Gerçeğe yeni ses
Nûmedya24

Öcalan’ın bahsettiği kültüralizm ve entegrasyon nedir?

Öcalan’ın bahsettiği kültüralizm ve entegrasyon nedir?

Daha somut olarak ‘Kültüralist çözümler’ ifadesi, asla Kürtlerin kültürel haklarını dışlayan ve gereksiz gören bir ifade olarak anlaşılamaz. Kürt sorununun izahı kültüralist bir perspektifle analiz edilemeyeceği gibi kültüralist bir yaklaşımla da çözülemez! Kültüralist çözüm, Kürt halkını kültürel bir grup olarak ele alır ve kolektif bir grup olarak onlar için belirli talepler üretir. Sözgelimi Kürt halkı için mecliste belirli bir kontenjan, belirli bir eğitim şekli, belirli bir sendika, belirli bir parti, belirli bir yayın kurumu vs. talep eder.

Faik Bulut

Abdullah Öcalan imzalı çok sayıda kitap var. Her birinde Öcalan’ın kullandığı özgün terim ve kavramlara rastlamak mümkün: Demokratik ulus, demokratik toplum, demokratik modernite, kuantum teorisi, ekolojik toplum, neolitik devrim, kadın devrimi, kültüralizm, entegrasyon, vs.

Bu kavramların özgünlüğü aynı zamanda farklı tarzlarda yorumlanmasına da yol açmakta, zaten bin bir meşgale ve gaile sonucu kafası karışmış insanların aklı iyice bulanmaktadır. Esasen Öcalan adına açıklamaya kalkışan kimi siyasetçiler ile örgüt kadroları da söz konusu kavramları iyice anlayıp özümsemedikleri için kitlelere tatmin edici şeyler söyleyemiyorlar; kavramları tespih tanesi gibi ardı sıra dizip papağan gibi tekrarlıyorlar. Bu da tartışma ve polemiklere yol açabiliyor.

Bir veri kümesinde listelenen öğeler:
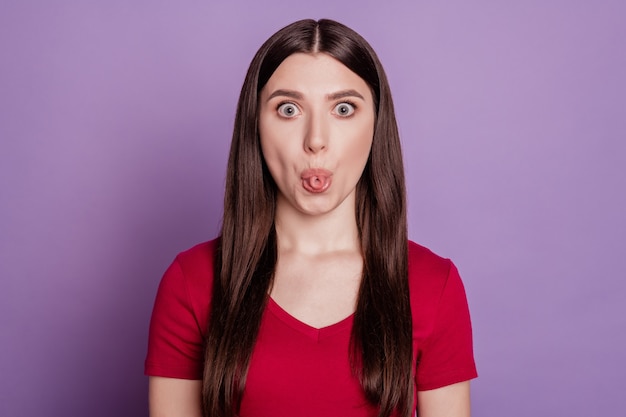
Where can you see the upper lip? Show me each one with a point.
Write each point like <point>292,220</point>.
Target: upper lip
<point>312,172</point>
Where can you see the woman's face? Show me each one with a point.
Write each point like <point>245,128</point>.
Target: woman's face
<point>316,124</point>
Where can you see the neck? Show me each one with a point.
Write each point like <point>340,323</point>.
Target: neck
<point>317,234</point>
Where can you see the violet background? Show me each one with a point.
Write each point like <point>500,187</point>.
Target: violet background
<point>115,121</point>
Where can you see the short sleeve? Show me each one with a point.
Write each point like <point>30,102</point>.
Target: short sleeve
<point>447,354</point>
<point>175,344</point>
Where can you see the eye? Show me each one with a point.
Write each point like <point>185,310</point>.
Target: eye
<point>345,109</point>
<point>288,110</point>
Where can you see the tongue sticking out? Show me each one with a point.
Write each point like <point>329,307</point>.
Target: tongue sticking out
<point>316,181</point>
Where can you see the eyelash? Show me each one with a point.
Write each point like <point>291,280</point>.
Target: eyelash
<point>348,102</point>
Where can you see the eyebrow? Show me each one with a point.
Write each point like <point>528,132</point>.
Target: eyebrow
<point>333,96</point>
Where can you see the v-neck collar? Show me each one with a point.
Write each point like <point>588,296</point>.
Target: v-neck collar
<point>314,333</point>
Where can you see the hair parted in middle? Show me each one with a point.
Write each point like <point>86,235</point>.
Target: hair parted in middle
<point>381,339</point>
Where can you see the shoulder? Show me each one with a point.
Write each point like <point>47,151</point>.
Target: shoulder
<point>426,265</point>
<point>430,277</point>
<point>194,269</point>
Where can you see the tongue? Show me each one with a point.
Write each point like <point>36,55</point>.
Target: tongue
<point>316,183</point>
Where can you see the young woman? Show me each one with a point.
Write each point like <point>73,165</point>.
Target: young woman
<point>312,302</point>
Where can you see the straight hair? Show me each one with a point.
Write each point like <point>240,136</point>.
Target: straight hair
<point>381,340</point>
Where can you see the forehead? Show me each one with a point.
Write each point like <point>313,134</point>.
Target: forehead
<point>315,73</point>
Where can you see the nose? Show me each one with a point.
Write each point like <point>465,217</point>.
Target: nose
<point>316,136</point>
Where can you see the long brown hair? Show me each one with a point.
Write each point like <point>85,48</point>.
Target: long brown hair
<point>381,340</point>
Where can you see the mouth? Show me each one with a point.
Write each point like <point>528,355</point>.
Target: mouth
<point>316,180</point>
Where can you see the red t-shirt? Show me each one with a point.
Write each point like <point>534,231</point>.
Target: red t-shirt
<point>296,369</point>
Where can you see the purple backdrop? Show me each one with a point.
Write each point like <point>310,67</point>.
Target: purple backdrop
<point>115,119</point>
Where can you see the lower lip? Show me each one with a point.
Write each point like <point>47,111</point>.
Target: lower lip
<point>316,180</point>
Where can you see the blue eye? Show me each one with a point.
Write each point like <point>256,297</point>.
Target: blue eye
<point>287,110</point>
<point>345,109</point>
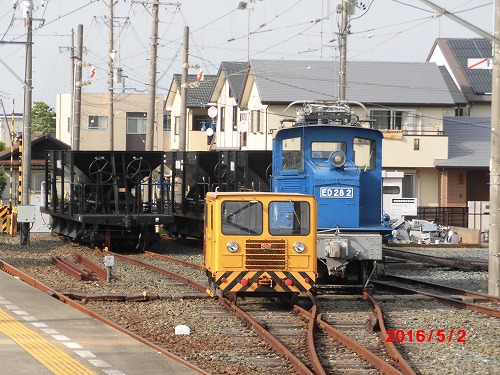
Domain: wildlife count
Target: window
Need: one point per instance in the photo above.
(256, 122)
(222, 119)
(167, 122)
(292, 155)
(322, 150)
(244, 122)
(235, 118)
(242, 217)
(408, 186)
(201, 123)
(136, 122)
(98, 122)
(177, 121)
(391, 119)
(391, 190)
(289, 218)
(364, 151)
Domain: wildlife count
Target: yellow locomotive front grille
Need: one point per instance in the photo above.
(265, 254)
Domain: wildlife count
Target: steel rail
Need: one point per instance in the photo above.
(446, 262)
(40, 286)
(391, 348)
(277, 346)
(174, 260)
(99, 271)
(447, 289)
(356, 347)
(185, 280)
(449, 301)
(71, 268)
(311, 348)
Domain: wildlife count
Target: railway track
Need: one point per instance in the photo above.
(219, 340)
(443, 294)
(459, 264)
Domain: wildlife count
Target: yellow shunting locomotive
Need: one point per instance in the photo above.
(260, 243)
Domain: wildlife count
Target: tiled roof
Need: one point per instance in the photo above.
(236, 74)
(468, 142)
(197, 97)
(475, 84)
(398, 83)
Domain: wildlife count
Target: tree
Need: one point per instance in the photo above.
(43, 118)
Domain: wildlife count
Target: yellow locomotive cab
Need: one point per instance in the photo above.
(260, 243)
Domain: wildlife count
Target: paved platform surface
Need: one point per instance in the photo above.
(41, 335)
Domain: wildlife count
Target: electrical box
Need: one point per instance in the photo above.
(26, 214)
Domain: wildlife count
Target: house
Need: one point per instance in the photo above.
(129, 121)
(226, 97)
(407, 101)
(464, 175)
(474, 82)
(197, 118)
(10, 159)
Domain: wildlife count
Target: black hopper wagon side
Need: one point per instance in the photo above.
(106, 198)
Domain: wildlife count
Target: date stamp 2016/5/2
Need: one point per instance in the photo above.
(421, 335)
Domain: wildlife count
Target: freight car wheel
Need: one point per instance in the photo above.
(100, 170)
(137, 170)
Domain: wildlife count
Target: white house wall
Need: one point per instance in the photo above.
(97, 105)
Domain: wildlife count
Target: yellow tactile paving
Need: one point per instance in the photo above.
(49, 355)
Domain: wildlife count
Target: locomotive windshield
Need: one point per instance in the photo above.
(289, 218)
(322, 150)
(365, 153)
(292, 158)
(242, 217)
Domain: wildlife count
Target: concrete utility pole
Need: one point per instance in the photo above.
(343, 9)
(72, 75)
(110, 78)
(27, 7)
(77, 85)
(185, 67)
(494, 248)
(152, 78)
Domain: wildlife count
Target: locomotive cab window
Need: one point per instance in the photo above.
(289, 218)
(364, 153)
(292, 155)
(322, 150)
(242, 217)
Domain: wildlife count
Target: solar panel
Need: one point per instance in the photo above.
(464, 49)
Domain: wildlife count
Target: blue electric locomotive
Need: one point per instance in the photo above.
(330, 156)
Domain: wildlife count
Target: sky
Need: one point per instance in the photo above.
(380, 30)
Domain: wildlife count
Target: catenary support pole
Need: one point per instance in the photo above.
(152, 78)
(26, 157)
(494, 235)
(77, 84)
(183, 117)
(110, 78)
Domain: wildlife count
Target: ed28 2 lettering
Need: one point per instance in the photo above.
(421, 335)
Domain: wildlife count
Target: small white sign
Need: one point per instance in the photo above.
(404, 206)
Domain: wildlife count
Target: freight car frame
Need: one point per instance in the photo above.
(104, 198)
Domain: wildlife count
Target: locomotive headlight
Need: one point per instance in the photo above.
(337, 158)
(232, 246)
(299, 247)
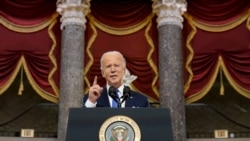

## Görev Koşulları
1) Aşağıdaki ifadelerin kültüralizm metniyle uyuşup uyuşmadığını belirtin. Her biri için "evet" ya da "hayır" deyin ve kararı belirleyen sözleri metinden aynen alıntılayın.
(a) Kültüralist çözüm, Kürt halkını kültürel bir grup olarak ele alır.
(b) Metne göre Kürt sorunu kültüralist bir yaklaşımla çözülebilir.
(c) Abdullah Öcalan imzalı kitapların sayısı azdır.
2) Kültüralizm metnindeki "Bu kavramların özgünlüğü" diye başlayan paragrafı, ana bilgilerini koruyarak madde listesi hâlinde yeniden yazın.
3) Kültüralizm metnine göre aşağıdaki soruları kısaca cevaplayın.
(a) Kültüralist çözüm, Kürt halkı için mecliste ne talep eder?
(b) Metnin yazarı kimdir?
(c) Kavramları iyi anlamayan siyasetçiler ve kadrolar bu kavramları nasıl tekrarlıyor?
Öğeler, kültüralizm metninden ayrı ve ondan bağımsız bir malzemedir.

## Cevaplar Aşağıda
1)
(a) Evet: "Kültüralist çözüm, Kürt halkını kültürel bir grup olarak ele alır"
(b) Hayır: "kültüralist bir yaklaşımla da çözülemez!"
(c) Hayır: "Abdullah Öcalan imzalı çok sayıda kitap var."

2)
- Kavramların özgünlüğü, onların farklı biçimlerde yorumlanmasına yol açıyor.
- Zaten kafası karışık olan insanların aklı bu yüzden daha da bulanıyor.
- Öcalan adına açıklama yapan bazı siyasetçiler ve örgüt kadroları kavramları tam anlayıp özümsememiş.
- Bu nedenle kitlelere tatmin edici şeyler söyleyemiyor, kavramları papağan gibi tekrarlıyorlar.
- Bu durum tartışmalara ve polemiklere yol açabiliyor.

3)
(a) Belirli bir kontenjan talep eder.
(b) Faik Bulut.
(c) Kavramları tespih tanesi gibi art arda dizip papağan gibi tekrarlıyorlar.